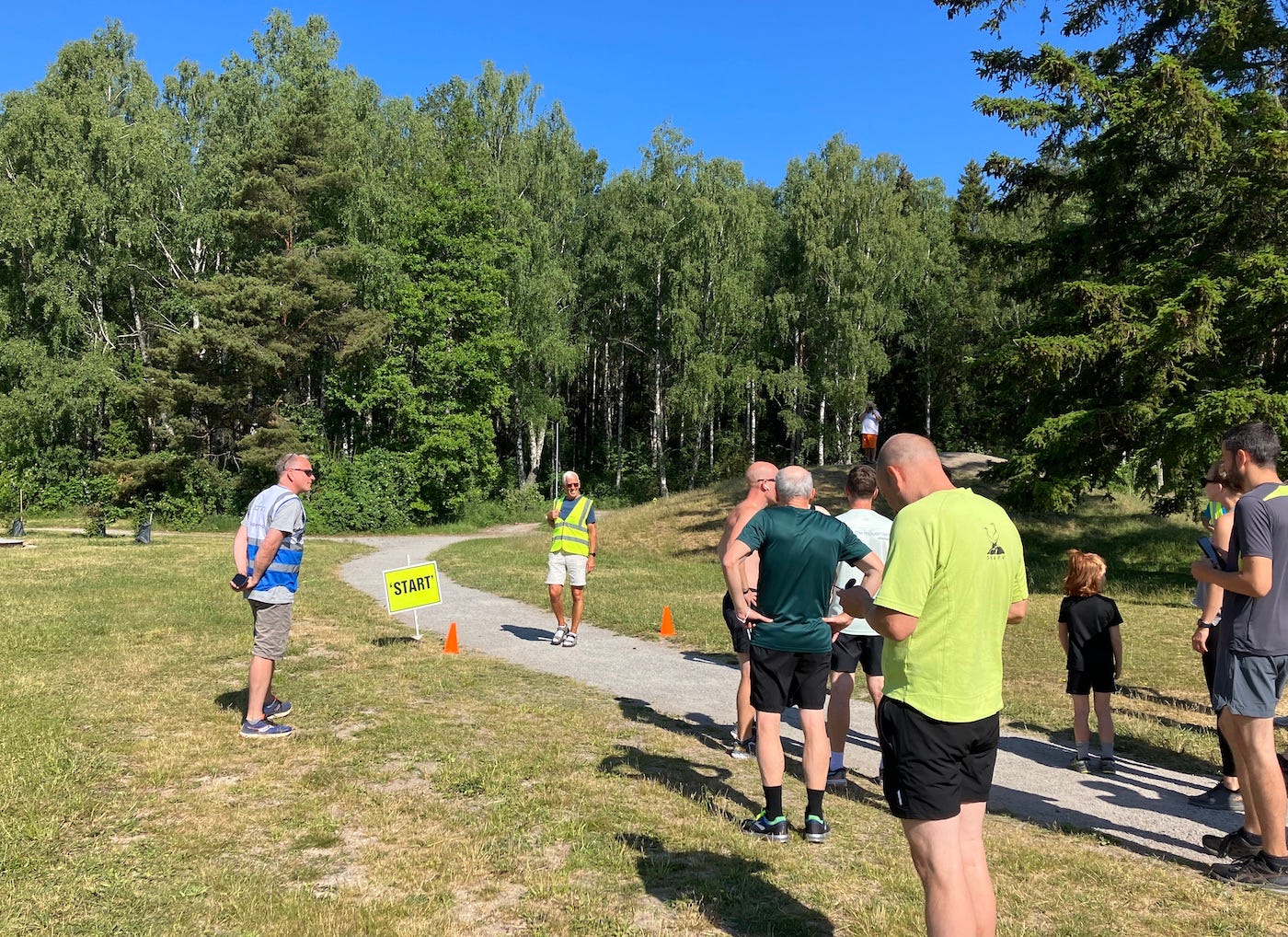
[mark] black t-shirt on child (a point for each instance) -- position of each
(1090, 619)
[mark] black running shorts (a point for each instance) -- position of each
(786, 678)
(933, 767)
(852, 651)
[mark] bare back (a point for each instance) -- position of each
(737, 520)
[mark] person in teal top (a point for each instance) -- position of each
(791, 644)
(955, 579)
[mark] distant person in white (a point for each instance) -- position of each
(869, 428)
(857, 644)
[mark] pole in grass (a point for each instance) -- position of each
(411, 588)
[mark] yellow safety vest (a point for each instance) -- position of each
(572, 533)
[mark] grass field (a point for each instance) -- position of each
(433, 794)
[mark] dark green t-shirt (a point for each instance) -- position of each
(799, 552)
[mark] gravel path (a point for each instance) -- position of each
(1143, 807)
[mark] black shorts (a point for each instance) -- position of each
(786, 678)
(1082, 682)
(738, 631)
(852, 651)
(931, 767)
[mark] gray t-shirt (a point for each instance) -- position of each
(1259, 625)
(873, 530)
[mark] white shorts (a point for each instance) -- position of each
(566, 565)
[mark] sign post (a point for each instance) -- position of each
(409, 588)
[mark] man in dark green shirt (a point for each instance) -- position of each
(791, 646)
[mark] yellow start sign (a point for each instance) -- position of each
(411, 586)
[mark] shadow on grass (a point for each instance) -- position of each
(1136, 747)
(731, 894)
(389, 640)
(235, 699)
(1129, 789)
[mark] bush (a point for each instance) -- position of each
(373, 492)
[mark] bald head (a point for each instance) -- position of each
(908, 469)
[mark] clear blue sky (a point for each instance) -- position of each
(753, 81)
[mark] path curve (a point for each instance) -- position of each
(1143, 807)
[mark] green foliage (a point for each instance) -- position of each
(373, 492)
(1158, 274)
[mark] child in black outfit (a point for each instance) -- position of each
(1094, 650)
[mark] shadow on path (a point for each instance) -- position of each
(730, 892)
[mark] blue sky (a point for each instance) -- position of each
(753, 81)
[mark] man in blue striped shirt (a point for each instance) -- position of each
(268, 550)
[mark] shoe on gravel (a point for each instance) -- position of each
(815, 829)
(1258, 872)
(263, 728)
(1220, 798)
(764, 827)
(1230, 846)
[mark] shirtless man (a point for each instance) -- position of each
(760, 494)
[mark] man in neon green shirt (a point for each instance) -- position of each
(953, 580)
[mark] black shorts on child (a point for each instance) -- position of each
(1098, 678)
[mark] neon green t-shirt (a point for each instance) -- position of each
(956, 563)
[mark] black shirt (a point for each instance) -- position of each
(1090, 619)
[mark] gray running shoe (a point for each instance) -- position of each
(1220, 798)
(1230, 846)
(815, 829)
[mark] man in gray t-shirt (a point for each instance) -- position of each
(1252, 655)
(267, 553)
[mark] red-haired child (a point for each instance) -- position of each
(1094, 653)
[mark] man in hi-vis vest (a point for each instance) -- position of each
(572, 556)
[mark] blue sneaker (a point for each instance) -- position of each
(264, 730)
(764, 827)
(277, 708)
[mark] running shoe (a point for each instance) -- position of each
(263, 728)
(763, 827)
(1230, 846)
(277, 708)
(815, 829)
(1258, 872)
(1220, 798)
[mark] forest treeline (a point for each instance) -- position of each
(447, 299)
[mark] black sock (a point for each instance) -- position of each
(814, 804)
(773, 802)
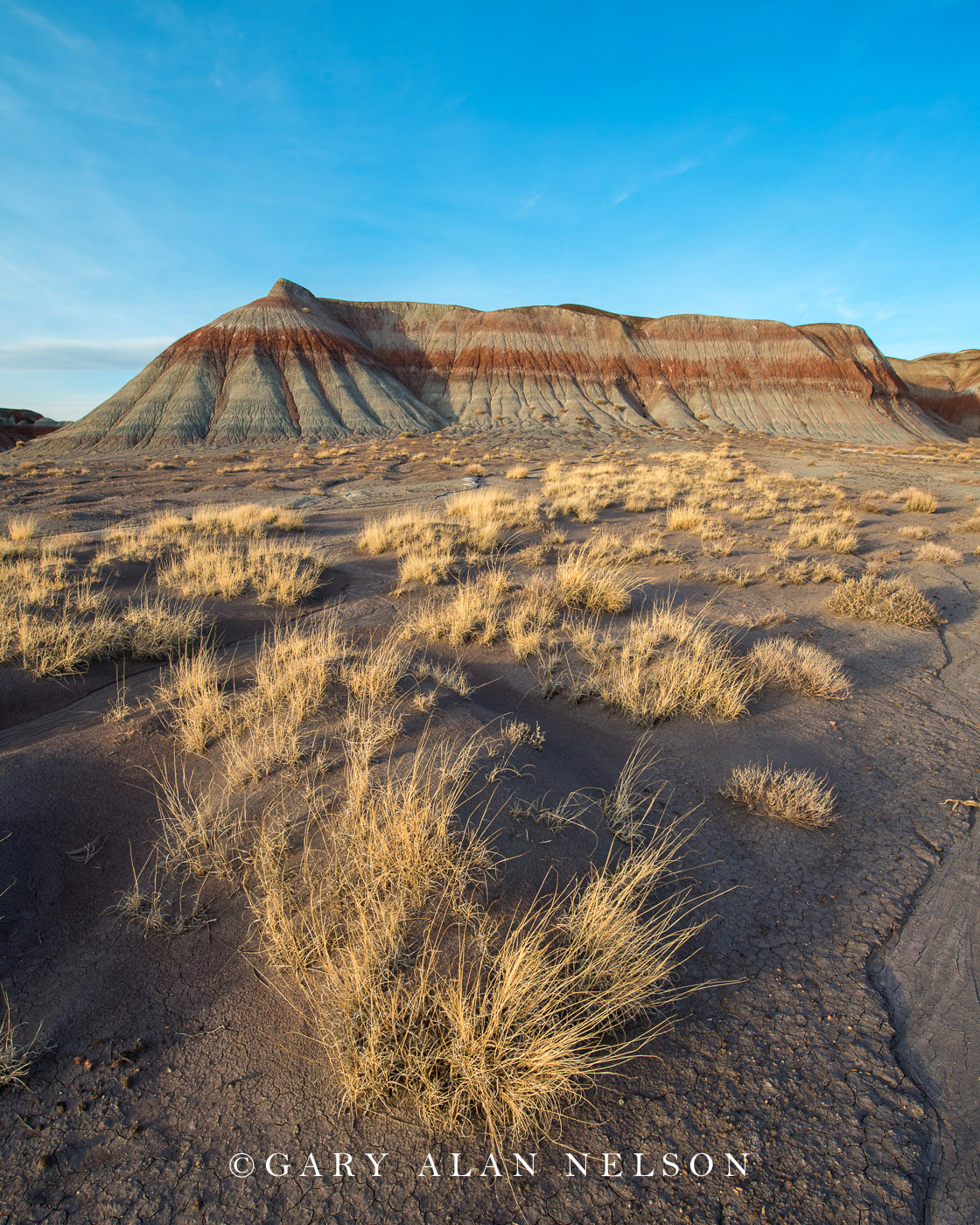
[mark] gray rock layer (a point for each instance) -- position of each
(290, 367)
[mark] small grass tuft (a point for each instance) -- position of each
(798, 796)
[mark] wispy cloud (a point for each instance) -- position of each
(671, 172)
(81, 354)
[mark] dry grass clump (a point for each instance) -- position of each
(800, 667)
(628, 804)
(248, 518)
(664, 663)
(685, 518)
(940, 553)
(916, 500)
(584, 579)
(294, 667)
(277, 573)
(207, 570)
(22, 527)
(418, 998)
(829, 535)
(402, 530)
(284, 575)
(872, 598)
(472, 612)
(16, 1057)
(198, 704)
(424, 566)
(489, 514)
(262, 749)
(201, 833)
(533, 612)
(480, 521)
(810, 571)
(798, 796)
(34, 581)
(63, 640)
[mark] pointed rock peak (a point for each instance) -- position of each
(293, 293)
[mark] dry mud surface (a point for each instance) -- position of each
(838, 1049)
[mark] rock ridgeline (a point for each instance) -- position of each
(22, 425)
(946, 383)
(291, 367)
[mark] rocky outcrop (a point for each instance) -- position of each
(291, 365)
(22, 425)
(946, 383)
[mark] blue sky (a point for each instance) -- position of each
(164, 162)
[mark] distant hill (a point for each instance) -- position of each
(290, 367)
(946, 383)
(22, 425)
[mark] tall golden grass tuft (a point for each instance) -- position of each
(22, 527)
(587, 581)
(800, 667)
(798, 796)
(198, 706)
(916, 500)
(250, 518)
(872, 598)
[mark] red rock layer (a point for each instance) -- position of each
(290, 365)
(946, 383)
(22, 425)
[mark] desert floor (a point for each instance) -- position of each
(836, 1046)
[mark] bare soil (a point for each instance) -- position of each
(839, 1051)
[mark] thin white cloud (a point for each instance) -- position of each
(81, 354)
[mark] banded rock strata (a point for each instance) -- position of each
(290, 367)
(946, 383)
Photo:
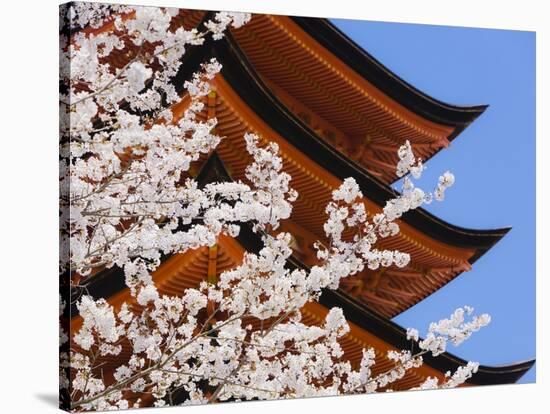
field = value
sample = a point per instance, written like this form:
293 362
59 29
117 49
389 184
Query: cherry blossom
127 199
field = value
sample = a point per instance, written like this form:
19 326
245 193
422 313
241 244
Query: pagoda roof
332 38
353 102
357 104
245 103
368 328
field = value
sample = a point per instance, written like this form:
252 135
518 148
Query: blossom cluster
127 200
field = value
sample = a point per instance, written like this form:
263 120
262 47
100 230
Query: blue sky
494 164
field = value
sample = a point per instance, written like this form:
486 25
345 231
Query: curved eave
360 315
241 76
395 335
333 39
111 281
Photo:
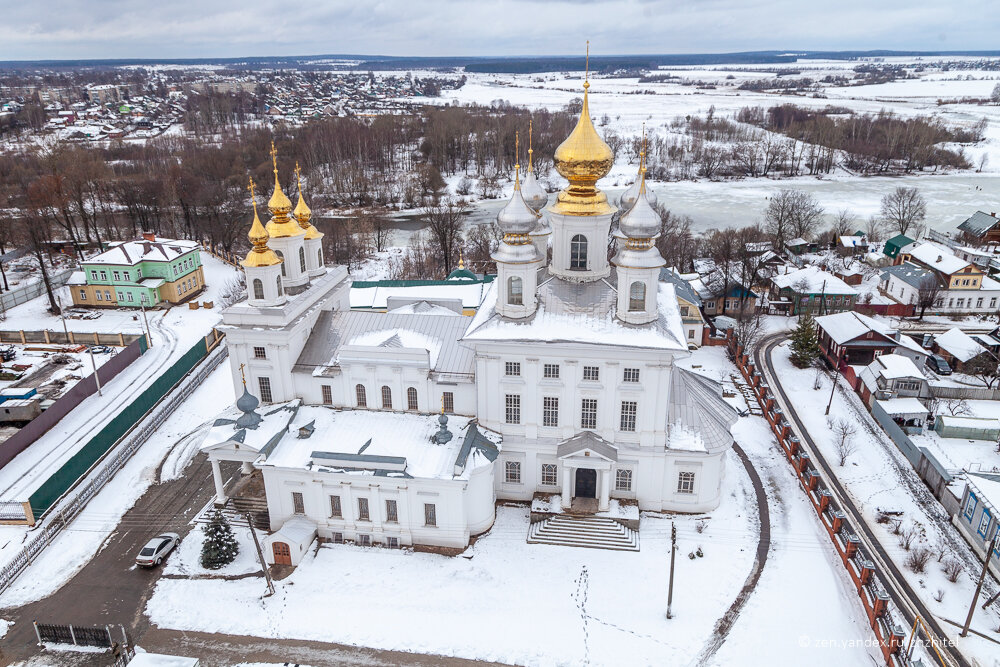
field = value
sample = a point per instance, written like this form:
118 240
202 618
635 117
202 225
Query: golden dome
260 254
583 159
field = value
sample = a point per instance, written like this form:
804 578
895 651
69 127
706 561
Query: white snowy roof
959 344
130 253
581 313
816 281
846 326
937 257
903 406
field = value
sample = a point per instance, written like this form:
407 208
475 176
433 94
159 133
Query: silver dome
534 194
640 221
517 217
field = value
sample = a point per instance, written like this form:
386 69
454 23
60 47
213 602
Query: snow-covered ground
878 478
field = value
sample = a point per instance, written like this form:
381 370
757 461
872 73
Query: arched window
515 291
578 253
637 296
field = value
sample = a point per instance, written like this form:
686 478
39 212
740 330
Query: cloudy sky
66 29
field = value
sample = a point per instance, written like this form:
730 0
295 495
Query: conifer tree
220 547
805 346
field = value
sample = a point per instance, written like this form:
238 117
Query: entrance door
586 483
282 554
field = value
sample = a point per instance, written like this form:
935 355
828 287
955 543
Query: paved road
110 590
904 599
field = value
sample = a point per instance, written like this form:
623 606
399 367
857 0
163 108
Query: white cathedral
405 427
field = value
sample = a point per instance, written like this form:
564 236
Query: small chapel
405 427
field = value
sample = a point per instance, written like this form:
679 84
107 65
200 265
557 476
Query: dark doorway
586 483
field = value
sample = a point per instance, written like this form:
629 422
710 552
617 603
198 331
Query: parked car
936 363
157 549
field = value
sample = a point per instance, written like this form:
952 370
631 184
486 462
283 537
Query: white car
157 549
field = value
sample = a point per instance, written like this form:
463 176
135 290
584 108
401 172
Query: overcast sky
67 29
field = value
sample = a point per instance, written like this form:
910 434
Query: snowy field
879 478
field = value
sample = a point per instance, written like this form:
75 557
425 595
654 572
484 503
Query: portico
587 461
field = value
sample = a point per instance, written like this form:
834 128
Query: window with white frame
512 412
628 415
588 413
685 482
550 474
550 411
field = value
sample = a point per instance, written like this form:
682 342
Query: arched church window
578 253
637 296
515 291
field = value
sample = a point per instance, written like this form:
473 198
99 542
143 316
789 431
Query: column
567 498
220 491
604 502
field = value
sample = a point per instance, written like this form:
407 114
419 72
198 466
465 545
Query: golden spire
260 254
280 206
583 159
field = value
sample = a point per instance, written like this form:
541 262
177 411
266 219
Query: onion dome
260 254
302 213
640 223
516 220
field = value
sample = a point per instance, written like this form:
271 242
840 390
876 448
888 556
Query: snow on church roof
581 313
--------------------
The lines to return run from the one containing "Query: column" through the last line of the records above. Give them exactly and include nothing more.

Query: column
567 498
220 491
604 502
field = value
sample = a point per instance, written like this form:
407 114
419 72
198 466
465 545
Query: golden spire
260 254
280 206
583 159
field = value
sample = a point per instance, written like this form:
541 262
177 411
266 219
Query: onion dome
260 254
302 213
640 223
516 220
field = value
sample = a point per instance, written like this form:
271 242
840 390
876 448
888 556
Query: snow on church roof
581 313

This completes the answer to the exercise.